TASK BRIEF — Output every entry exactly as given.

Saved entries
_ _ _

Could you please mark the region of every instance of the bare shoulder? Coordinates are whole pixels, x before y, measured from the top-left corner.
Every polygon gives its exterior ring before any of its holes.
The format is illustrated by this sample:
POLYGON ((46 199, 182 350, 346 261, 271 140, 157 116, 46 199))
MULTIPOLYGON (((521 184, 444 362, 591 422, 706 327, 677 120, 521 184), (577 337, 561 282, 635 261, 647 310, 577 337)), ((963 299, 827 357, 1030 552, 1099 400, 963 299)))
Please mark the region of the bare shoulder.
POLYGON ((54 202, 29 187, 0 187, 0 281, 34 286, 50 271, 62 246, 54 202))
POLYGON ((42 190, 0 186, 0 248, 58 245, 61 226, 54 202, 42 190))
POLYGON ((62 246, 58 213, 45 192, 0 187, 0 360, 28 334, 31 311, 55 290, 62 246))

_ _ _

WRITTEN ANSWER —
Could you please mark the region of every instance of the bare shoulder? Coordinates are whole pixels, x before y, measured from the top-left corner.
Every polygon gives its exterior ring before any of its holes.
The format is illustrated by this sample:
POLYGON ((46 199, 182 350, 346 261, 271 140, 157 116, 46 199))
MULTIPOLYGON (((521 184, 444 362, 591 422, 706 327, 677 120, 521 184), (577 337, 561 282, 635 261, 647 310, 577 337)), ((963 299, 827 357, 1030 552, 1099 400, 963 299)))
Please mark the region of the bare shoulder.
POLYGON ((54 202, 29 187, 0 187, 0 281, 34 286, 50 271, 62 246, 54 202))
POLYGON ((42 190, 0 186, 0 248, 58 245, 61 226, 54 202, 42 190))
POLYGON ((62 246, 58 213, 45 192, 0 187, 0 360, 28 334, 31 311, 55 290, 62 246))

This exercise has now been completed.